[Stored items from a collection]
↓↓↓

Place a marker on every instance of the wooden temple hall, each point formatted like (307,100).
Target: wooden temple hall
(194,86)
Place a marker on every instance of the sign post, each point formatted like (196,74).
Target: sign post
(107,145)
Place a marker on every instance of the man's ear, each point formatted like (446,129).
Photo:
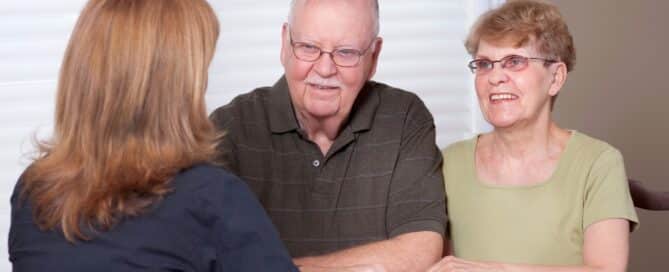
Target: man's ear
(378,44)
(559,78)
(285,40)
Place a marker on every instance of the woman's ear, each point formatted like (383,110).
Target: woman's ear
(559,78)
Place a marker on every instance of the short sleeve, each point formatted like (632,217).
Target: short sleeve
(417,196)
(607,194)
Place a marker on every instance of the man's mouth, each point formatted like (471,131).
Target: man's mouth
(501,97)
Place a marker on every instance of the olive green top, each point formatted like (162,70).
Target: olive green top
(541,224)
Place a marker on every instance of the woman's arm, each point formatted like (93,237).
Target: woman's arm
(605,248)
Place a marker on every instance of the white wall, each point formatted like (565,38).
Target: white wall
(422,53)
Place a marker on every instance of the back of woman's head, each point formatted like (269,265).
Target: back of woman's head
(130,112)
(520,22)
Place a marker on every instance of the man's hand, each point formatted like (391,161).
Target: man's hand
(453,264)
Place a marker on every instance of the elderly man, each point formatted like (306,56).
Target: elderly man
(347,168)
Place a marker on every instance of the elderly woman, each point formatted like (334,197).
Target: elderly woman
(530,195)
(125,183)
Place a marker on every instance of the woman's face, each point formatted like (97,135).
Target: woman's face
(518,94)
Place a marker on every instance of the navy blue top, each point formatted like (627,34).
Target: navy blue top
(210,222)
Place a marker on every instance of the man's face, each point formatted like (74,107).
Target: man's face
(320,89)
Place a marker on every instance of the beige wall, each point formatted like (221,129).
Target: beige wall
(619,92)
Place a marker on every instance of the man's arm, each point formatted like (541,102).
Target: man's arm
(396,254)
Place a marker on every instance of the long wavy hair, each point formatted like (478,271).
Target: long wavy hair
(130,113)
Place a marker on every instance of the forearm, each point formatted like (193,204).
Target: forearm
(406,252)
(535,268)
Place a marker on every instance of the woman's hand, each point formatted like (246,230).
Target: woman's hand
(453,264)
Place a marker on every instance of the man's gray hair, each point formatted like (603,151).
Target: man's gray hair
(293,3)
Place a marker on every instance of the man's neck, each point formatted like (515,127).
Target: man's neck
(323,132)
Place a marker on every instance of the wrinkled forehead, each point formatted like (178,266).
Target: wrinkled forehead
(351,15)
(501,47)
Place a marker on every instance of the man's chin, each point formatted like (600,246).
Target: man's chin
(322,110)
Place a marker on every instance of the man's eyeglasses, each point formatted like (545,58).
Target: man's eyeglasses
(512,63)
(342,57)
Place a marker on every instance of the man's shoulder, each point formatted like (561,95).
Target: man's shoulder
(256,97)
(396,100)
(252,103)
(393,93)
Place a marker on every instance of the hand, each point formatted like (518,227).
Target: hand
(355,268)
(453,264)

↑↑↑
↓↓↓

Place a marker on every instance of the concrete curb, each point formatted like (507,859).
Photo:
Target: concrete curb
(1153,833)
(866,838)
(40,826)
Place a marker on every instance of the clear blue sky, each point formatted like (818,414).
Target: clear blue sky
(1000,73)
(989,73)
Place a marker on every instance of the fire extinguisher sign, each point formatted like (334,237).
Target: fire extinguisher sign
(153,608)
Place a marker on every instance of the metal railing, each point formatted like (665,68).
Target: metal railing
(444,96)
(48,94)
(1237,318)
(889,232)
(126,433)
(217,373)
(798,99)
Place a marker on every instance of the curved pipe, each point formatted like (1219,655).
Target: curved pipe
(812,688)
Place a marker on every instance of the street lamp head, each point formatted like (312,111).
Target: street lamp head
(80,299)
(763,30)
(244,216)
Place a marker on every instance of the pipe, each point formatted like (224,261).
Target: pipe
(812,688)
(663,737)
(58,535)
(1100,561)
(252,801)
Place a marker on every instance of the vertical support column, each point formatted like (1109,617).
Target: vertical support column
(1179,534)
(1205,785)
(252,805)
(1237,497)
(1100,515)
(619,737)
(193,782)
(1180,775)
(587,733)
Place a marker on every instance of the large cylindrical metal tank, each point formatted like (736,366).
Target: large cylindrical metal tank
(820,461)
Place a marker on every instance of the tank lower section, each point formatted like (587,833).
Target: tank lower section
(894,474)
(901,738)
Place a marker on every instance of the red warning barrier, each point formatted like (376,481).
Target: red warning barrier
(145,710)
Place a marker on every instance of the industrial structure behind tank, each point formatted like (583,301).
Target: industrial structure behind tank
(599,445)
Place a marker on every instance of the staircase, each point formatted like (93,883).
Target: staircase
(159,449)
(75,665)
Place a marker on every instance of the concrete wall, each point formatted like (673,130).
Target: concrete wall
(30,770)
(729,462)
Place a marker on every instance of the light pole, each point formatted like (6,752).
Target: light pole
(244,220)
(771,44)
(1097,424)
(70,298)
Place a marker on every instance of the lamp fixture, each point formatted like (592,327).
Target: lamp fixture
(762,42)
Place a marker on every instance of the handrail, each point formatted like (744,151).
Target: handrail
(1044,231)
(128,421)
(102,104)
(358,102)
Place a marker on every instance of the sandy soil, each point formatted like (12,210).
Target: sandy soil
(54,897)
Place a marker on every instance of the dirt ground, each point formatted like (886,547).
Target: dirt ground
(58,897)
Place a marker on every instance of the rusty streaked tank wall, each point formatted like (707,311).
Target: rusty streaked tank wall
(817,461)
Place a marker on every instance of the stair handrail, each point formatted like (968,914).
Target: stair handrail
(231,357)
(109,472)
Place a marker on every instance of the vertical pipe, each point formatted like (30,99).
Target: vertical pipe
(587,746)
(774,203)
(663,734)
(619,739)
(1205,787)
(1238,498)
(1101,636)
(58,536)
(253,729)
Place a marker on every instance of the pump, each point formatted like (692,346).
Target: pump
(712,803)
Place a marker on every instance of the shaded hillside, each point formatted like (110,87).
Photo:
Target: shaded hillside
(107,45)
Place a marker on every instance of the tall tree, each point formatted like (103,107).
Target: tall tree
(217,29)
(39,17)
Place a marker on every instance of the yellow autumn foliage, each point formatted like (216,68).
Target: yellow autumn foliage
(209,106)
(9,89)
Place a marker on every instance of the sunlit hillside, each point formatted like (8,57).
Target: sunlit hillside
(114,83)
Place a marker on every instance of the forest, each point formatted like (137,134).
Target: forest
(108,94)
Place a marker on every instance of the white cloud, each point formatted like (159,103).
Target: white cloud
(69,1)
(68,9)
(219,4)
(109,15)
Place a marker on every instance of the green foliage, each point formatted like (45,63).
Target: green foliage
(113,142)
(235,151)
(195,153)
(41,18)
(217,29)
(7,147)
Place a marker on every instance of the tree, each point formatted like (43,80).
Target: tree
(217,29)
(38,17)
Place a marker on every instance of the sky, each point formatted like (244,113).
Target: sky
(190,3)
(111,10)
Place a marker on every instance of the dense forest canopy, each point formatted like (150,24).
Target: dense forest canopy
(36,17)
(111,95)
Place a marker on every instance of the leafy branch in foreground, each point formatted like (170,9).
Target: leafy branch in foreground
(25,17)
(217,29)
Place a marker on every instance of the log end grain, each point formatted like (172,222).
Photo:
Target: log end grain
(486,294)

↑↑↑
↓↓↓

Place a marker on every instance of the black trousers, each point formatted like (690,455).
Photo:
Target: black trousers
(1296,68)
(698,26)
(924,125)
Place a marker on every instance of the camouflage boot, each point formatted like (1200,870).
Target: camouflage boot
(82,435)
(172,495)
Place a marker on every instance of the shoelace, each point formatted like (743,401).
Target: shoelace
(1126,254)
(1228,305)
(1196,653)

↑↑↑

Count the lines in the items above that contain the string "street". Reply with the number alone.

- Task output:
2